[Page]
'''
A celui qui disait s’être cherché lui-même, la collection « Qui suis-je ? » aux éditions du Cerf, consacre une petite étude où Jean-François Pradeau rassemble l’œuvre d’Héraclite, sa biographie ainsi qu’une interprétation de sa philosophie. L’objectif étant, malgré les fragments d’œuvre de l’Obscur très dérivés, de parvenir à les extraire des influences stoïciennes et sceptiques ayant plus ou moins utilisé, mobilisé ou revendiqué la paternité héraclitéenne pour finalement la recouvrir. Pour cela, comme nous le verrons plus loin, J.-F. Pradeau insistera sur les aspects à la fois matérialistes et relativistes de ce qui nous a été rapporté de sa pensée, notamment sur la nature de l’âme dérivant ou procédant d’un Feu élémentaire primordial, et proposera aussi d’interpréter l’emploi du terme « logos » dans des perspectives strictement épistémiques.
'''
[Consignes]
a: Selon le texte sur Héraclite, quelle maison publie la collection « Qui suis-je ? » ?
b: Reprenez le texte sur Héraclite à la suite de sa dernière phrase.
Les items du jeu de données n'ont aucun rôle ici.

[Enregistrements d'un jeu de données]
'''
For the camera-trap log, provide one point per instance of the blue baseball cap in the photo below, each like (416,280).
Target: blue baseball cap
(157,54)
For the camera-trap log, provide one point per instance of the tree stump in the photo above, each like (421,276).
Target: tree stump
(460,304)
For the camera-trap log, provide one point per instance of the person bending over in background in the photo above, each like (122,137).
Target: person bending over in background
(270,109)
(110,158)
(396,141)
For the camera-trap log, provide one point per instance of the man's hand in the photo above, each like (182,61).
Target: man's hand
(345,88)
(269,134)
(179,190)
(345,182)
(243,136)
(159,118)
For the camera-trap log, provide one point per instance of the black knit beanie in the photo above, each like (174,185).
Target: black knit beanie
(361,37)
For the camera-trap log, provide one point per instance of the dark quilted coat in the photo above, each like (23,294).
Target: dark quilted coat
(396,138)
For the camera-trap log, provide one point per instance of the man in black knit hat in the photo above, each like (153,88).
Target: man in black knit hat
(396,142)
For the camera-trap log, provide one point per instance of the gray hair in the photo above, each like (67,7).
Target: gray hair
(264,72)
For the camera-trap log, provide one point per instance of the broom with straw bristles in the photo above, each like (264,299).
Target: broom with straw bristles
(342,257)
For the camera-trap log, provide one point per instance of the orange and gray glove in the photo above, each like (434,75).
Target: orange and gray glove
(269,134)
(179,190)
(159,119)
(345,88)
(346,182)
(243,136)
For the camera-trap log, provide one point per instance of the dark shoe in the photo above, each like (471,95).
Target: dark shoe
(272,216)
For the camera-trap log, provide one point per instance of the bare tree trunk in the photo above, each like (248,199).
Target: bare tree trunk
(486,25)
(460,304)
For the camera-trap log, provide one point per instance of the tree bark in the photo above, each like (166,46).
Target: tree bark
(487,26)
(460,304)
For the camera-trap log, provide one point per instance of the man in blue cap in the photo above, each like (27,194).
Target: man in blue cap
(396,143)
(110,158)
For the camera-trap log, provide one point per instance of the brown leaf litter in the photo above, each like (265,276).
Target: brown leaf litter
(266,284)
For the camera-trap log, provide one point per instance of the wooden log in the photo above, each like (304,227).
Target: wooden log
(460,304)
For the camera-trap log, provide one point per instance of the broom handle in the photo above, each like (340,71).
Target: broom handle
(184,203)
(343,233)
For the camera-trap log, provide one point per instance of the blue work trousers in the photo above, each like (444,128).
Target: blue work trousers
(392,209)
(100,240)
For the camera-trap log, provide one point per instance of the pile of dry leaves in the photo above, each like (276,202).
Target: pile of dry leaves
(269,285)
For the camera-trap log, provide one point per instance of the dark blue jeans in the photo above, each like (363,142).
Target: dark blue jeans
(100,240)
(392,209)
'''
[Réponses par consigne]
a: Les éditions du Cerf.

b:
La liste des œuvres traduites par J.-F. Pradeau est intimidante, de Platon à Plotin, en passant par Aristote ; il reprend dans ce recueil sa  propre traduction des fragments d’Héraclite publiée en GF Flammarion. Nous avons donc l’un des plus éminents spécialistes de la pensée grecque. Au fil de ces quelques pages,  Il prend le temps de nous reconduire à la source de ces fragments et les contextualiser, qu’ils soient cités par Platon ou Aristote, ou bien qu’ils soient issus des écrits et compilations des premiers chrétiens ou des critiques sceptiques.

  1. Vie et œuvre

Héraclite est né en Ionie et vécu dans la ville d’Éphèse, à une époque où la cité de Milet était le centre culturel de la Grèce entre le V et le VIème siècle avant Jésus Christ. Ici, J.-F. Pradeau s’en remet rapidement à Diogène Laërce dont il cite la biographie in extenso. Il s’étend alors sur la manière dont est décrite la fin pénible d’Héraclite atteint d’hydropisie et des remèdes qu’il s’infligea pour tenter d’en guérir.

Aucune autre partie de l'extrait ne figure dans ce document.